Stated goal | Can you rewrite the lines from the one with "If it's not too much trouble, could you box the soccer" to the one with "[0,105,17,161]", putting "outline" wherever "box" appears and changing nothing else? Give only those lines.

****

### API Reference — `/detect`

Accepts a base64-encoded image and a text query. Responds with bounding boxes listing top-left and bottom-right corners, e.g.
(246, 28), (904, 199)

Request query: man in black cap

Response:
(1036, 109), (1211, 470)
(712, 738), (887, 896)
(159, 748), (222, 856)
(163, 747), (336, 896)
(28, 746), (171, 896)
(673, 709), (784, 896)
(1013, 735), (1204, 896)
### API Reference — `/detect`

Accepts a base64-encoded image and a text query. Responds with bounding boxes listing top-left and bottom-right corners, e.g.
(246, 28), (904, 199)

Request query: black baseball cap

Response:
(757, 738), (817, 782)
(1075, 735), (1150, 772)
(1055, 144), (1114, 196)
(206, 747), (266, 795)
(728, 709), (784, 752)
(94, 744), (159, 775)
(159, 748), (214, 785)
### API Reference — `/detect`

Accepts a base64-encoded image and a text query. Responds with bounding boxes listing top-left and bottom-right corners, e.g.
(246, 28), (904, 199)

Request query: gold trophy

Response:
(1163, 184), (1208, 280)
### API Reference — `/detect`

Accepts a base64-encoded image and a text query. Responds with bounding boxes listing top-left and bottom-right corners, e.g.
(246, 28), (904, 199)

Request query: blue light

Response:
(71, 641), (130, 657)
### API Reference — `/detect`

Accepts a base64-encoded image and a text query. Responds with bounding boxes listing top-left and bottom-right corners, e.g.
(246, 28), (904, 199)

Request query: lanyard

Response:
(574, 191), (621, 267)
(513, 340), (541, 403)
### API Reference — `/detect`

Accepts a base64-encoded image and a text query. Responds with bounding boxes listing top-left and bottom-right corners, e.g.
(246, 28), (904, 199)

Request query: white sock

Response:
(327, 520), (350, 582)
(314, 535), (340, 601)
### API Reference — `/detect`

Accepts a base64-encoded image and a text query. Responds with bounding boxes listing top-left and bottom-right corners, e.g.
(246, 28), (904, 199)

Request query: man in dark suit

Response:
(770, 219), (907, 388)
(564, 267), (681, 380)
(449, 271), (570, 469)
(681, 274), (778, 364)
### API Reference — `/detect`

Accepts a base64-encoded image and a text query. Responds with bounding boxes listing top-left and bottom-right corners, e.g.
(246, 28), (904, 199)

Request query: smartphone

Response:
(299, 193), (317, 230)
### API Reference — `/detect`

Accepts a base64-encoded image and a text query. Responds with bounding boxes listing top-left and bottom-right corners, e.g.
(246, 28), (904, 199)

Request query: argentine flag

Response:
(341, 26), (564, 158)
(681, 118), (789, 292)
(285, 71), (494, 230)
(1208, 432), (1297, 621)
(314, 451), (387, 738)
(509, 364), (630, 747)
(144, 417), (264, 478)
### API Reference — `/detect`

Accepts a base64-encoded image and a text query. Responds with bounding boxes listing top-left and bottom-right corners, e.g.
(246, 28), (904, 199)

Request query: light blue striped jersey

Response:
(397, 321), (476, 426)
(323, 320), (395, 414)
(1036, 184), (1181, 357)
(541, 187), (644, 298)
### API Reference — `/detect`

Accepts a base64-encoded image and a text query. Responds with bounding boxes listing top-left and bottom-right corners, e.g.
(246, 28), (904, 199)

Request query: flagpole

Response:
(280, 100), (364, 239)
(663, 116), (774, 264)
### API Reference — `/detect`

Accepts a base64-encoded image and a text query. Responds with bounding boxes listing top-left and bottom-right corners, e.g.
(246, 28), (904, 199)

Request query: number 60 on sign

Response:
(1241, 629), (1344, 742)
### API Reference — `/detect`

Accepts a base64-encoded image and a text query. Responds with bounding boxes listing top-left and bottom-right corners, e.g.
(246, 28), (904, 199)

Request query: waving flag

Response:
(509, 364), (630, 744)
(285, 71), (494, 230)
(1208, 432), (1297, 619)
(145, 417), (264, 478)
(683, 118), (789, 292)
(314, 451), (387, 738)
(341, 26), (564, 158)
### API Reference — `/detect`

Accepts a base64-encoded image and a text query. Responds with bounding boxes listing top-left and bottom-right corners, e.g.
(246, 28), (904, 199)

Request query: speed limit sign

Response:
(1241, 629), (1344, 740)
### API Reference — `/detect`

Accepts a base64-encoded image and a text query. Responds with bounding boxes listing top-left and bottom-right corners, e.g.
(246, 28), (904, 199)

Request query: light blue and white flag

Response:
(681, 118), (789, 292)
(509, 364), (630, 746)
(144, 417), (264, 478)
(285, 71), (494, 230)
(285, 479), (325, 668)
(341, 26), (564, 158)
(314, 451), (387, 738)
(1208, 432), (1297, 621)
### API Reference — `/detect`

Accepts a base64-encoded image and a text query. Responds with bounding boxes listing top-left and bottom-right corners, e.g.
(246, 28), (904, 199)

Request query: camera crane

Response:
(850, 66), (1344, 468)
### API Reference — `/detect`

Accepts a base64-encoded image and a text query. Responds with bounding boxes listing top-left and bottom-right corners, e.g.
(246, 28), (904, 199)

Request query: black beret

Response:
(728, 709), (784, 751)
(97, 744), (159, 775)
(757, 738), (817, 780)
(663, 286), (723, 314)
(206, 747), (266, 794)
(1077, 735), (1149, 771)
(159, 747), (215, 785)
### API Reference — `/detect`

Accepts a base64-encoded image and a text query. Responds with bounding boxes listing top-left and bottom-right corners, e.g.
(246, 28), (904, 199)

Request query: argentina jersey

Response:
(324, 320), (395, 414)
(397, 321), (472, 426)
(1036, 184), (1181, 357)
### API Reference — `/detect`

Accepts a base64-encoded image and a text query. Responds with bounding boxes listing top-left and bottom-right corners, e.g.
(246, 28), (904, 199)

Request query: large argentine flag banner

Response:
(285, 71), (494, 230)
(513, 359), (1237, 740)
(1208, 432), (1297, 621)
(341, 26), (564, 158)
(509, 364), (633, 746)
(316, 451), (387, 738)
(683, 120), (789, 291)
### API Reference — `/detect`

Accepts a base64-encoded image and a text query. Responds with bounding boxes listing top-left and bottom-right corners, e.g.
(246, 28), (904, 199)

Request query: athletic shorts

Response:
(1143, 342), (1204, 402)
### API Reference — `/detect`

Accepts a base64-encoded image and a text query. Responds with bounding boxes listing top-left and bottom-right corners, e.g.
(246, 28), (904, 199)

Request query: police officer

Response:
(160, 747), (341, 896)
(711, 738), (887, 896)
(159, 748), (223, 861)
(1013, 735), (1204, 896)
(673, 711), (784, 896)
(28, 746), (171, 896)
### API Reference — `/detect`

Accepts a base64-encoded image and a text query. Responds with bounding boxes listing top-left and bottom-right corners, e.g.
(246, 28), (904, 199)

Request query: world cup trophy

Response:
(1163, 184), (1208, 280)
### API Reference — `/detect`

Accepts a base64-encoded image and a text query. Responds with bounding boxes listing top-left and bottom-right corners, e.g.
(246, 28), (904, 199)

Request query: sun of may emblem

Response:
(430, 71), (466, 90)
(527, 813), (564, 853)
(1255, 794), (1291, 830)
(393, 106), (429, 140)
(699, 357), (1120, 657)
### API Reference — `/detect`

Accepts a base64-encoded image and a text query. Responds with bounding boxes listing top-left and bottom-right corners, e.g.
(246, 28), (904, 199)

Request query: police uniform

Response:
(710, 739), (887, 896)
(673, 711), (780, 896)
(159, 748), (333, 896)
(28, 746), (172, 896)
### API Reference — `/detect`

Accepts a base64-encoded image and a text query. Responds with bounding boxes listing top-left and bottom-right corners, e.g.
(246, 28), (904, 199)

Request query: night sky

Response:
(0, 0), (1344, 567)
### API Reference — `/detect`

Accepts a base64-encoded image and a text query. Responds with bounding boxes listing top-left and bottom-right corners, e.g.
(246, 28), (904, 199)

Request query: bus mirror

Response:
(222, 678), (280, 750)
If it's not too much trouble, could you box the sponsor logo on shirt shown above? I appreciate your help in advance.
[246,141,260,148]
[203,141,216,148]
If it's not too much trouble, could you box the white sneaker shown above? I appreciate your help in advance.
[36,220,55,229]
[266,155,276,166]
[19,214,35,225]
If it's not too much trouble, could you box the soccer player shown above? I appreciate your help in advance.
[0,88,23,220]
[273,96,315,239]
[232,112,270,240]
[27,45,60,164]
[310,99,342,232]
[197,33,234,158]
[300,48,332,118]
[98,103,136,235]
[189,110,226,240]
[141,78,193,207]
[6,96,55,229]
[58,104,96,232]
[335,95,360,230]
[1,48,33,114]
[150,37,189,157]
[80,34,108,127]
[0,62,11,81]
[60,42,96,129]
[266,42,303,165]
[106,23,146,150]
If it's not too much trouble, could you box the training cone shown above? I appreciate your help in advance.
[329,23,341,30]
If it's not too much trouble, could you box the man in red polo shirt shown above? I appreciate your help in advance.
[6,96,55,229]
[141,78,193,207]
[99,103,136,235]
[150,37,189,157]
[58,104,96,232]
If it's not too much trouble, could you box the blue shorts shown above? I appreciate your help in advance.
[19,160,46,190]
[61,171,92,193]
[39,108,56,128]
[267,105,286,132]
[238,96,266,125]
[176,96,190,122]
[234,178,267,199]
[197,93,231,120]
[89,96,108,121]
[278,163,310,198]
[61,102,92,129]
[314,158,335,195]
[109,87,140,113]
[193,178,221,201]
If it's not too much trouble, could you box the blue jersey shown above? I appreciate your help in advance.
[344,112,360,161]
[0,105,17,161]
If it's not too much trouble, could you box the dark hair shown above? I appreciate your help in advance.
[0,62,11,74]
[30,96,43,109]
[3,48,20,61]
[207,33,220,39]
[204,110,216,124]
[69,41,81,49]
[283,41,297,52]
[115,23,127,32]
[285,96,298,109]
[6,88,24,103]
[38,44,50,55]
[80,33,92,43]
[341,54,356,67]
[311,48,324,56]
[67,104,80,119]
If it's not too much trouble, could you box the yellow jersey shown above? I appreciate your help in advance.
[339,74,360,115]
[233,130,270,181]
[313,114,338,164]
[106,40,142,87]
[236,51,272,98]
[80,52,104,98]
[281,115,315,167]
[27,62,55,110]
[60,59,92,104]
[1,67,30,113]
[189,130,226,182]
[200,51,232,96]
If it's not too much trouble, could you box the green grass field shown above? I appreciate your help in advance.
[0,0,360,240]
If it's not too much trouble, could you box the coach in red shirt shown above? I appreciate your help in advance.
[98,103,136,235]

****

Response |
If it's not too much trouble, could you outline the soccer player shown above? I appreciate your help in advance.
[0,88,23,220]
[273,96,315,239]
[232,112,270,240]
[27,45,60,164]
[310,99,342,232]
[197,33,234,158]
[300,48,332,118]
[98,103,136,235]
[189,110,226,240]
[141,78,193,207]
[6,96,55,229]
[58,104,96,232]
[335,95,360,230]
[1,48,33,114]
[150,37,189,157]
[80,34,108,127]
[0,62,11,81]
[60,42,96,129]
[266,42,303,165]
[106,23,146,150]
If it's not too much trouble, could you outline the training cone shown above? I appreciate your help in advance.
[329,23,341,30]
If it's not too much trouble, could you outline the man in red polo shirt shown above? I appreciate your help in advance.
[6,96,55,229]
[141,78,193,207]
[99,103,136,235]
[150,37,189,157]
[58,104,96,232]
If it's not too much trouble, could you outline the blue shorts shown above? I appreciate your help in advance.
[19,160,46,190]
[61,171,92,193]
[39,108,56,128]
[267,105,286,132]
[238,96,266,125]
[176,96,190,122]
[234,178,267,199]
[197,93,231,120]
[89,96,108,121]
[278,163,310,198]
[61,102,92,129]
[314,158,335,195]
[109,87,140,113]
[193,178,221,201]
If it's not too much trouble, could you outline the blue jersey shown above? I appreciate your help in advance.
[344,112,360,161]
[0,105,17,161]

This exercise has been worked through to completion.